## Activity:
Each line from the one containing "out like [452,668]." through the end of the data is to be written out exactly, and nothing more.

===

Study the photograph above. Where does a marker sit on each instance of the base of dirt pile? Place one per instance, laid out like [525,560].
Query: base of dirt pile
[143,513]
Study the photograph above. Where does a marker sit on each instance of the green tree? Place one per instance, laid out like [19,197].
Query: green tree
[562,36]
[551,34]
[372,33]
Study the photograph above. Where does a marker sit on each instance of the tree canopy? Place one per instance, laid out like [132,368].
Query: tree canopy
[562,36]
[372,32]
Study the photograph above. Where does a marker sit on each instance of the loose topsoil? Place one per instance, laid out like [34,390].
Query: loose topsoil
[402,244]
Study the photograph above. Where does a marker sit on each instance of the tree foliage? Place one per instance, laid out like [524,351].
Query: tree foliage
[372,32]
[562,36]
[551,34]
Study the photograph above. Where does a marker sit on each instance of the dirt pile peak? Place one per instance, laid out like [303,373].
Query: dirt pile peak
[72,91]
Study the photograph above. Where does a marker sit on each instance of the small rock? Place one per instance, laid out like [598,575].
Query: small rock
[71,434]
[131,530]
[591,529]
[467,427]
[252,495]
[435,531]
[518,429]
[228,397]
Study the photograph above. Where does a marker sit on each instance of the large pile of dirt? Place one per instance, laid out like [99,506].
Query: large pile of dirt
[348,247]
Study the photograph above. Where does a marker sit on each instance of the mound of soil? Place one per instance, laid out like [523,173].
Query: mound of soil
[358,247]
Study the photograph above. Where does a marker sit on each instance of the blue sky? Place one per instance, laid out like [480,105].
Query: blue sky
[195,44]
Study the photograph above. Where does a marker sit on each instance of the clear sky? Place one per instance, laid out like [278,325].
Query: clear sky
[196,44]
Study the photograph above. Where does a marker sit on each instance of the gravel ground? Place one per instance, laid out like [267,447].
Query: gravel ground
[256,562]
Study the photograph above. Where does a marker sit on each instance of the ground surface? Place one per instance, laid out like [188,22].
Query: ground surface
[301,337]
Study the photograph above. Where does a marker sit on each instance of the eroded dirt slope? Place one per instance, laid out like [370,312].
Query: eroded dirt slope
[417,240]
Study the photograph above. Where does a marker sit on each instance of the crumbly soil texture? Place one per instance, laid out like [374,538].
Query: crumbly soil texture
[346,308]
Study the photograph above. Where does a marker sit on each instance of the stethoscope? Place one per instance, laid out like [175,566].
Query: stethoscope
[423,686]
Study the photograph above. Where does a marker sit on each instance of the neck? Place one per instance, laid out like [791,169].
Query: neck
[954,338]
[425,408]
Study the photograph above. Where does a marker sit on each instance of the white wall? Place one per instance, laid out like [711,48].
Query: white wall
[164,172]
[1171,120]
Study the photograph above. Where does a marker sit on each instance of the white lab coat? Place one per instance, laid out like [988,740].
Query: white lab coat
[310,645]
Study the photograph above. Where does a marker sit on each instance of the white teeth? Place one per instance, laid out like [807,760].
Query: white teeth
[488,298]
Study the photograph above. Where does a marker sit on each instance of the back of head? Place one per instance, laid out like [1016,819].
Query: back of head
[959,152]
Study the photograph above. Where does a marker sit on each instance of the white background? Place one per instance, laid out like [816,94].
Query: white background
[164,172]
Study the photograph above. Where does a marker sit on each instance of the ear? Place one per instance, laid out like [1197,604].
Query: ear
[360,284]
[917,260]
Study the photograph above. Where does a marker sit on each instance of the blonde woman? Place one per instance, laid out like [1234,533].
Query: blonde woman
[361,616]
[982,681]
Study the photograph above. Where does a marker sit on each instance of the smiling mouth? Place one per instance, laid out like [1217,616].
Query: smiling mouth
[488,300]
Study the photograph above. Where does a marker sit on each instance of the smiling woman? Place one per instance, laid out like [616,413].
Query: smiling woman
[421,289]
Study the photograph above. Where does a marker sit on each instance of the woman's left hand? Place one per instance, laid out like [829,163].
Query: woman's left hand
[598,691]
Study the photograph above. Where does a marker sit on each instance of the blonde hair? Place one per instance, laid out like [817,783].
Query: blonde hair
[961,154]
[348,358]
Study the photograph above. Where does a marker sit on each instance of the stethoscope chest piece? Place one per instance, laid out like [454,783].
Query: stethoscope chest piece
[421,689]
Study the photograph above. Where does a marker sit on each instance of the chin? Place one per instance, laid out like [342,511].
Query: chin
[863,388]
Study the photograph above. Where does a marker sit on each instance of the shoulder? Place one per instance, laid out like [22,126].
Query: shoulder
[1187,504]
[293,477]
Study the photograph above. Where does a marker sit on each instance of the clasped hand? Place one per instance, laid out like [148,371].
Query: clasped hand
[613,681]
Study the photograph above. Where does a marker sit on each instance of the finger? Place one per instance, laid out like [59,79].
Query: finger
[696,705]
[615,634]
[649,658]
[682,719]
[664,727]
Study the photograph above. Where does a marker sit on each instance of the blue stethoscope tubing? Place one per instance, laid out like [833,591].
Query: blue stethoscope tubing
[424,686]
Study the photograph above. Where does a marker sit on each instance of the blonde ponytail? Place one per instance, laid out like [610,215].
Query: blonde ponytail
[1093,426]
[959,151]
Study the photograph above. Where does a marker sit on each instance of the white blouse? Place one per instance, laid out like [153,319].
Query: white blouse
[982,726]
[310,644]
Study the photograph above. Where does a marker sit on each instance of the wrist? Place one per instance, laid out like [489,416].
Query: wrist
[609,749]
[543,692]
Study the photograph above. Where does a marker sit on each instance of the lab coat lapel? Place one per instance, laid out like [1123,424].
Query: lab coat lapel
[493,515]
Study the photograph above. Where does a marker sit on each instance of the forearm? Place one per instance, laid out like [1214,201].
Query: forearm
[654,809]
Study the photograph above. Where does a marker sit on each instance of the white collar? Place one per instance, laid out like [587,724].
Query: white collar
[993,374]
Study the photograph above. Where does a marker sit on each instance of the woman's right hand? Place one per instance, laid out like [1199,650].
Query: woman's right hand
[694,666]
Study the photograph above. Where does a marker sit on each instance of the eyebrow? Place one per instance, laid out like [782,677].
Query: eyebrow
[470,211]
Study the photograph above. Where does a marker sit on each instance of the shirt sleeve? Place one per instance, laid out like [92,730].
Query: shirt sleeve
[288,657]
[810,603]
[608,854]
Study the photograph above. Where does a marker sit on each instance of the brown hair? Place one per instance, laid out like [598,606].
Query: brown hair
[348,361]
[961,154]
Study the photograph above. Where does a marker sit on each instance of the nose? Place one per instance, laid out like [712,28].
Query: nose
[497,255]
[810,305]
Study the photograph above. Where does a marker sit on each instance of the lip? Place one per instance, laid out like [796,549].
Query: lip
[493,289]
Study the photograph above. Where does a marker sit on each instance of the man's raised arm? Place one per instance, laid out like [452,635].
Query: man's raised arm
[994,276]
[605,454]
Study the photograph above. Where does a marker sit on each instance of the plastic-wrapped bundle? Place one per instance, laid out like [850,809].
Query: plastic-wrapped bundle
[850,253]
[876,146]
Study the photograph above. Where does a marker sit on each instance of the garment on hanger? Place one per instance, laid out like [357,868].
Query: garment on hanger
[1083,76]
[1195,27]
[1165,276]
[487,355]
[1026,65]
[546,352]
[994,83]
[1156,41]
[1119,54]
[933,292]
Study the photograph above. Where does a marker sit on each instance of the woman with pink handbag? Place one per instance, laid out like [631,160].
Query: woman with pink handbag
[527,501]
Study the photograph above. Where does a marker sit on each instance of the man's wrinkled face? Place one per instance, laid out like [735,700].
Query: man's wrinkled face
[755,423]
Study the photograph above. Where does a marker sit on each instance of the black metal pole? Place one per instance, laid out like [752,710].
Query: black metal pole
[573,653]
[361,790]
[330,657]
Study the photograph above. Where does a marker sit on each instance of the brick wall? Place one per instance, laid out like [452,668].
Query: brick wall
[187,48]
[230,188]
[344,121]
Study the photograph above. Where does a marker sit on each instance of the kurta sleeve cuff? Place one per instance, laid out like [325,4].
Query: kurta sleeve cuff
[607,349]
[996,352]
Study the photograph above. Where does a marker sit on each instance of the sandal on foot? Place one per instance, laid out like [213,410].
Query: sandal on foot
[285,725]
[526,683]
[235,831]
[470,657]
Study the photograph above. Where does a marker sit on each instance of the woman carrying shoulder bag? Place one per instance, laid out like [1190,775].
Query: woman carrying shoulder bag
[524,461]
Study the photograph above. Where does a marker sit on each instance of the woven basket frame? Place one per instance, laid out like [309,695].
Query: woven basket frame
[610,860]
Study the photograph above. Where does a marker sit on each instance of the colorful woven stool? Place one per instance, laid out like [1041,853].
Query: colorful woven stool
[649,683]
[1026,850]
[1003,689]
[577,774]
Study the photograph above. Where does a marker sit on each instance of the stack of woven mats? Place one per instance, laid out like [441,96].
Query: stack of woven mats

===

## Result of the task:
Study the photograph above. Where does a marker sit on each instance of the brick wall? Place one per instance, laid out like [452,668].
Query: brick wall
[187,48]
[230,188]
[344,121]
Study the photograph above. Where does a marker sit on each instance of the kurta sleeve cuff? Place one per instance, laid out like [325,4].
Query: kurta sleeve cuff
[607,349]
[996,352]
Study the photograph above. Where does a marker sit on each instance of the sandal on foot? Place one per instance, laid out like [213,410].
Query: sandal on foot
[285,725]
[526,683]
[235,831]
[470,657]
Study the photograph above. Where does a marker sit on each instance of the woman carrying shoulder bag? Place one per instance, laid out like [1190,775].
Query: woman carrying shoulder bag
[524,461]
Study the photograph above. Where does a marker sit on each instance of the woven basket frame? Place one per instance, laid out like [309,695].
Query: woven basket frame
[610,860]
Study the photograph above. Where does a marker sit on each instance of the colorful woven stool? Place one per instance, laid out like [1041,853].
Query: colorful woven stool
[649,683]
[1026,850]
[1003,689]
[577,774]
Study the photograph above. Where does a marker sit on each instance of the stack of woven mats? Place one per instance, laid out like [441,96].
Query: stack of woven mats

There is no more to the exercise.